## Given problem:
In the lines below, replace every "pixel coordinates" with "x and y coordinates" and keep everything else the same.

## Material shown:
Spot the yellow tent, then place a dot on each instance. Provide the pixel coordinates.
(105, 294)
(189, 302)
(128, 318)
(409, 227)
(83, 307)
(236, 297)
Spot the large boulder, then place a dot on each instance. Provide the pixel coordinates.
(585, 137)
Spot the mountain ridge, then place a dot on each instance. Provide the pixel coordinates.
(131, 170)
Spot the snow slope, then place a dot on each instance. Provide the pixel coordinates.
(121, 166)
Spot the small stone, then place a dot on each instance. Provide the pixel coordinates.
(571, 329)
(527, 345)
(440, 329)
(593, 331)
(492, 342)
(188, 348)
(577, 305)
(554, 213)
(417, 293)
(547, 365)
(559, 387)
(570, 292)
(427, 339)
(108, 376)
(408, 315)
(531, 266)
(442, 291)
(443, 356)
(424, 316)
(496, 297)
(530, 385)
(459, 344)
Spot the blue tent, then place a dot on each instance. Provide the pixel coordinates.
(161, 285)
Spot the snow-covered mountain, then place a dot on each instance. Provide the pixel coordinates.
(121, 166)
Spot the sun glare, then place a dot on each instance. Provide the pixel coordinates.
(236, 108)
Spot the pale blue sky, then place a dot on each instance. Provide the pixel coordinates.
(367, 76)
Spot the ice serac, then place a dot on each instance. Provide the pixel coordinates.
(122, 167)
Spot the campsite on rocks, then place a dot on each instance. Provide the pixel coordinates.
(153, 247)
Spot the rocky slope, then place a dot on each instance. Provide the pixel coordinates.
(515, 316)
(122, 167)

## Final result:
Spot the yellow tent, then place a dot on each instance. Provide the x and y coordinates.
(105, 294)
(189, 302)
(128, 318)
(409, 227)
(83, 307)
(236, 297)
Spot the large boulder, then place a dot on each instance. Provide the x and y coordinates.
(585, 137)
Spot the mountain ridge, then place a dot on each instance. Provide the x and y coordinates.
(131, 170)
Spot the snow slope, then place a dot on each instance. Provide the x and y coordinates.
(121, 166)
Spot the small stone, then place a dot on each instance. Provide the x and y coordinates.
(571, 329)
(527, 345)
(440, 329)
(593, 331)
(492, 342)
(188, 348)
(577, 305)
(554, 213)
(417, 293)
(547, 365)
(559, 387)
(570, 292)
(427, 339)
(108, 376)
(408, 315)
(531, 266)
(442, 291)
(443, 356)
(424, 316)
(496, 297)
(530, 385)
(459, 344)
Spot the blue tent, then place a dot on each instance. Provide the x and y coordinates.
(161, 285)
Spot the snow-covered mountain, then place a dot on each instance. Provide the x and y coordinates.
(121, 166)
Spot the sun glare, then place a dot on each instance. Provide the x and y coordinates.
(236, 108)
Spot the pale blue sky, then place a dot on each instance. Provide the x and y coordinates.
(367, 76)
Spot the ice serac, then place a dot on each instance. Provide the x and y coordinates.
(122, 167)
Spot the campsite on rocks, then place a dot on each instance. Provide the x and y coordinates.
(153, 247)
Spot the rocky slope, then place a dot on each instance. Provide the x and y coordinates.
(515, 316)
(122, 167)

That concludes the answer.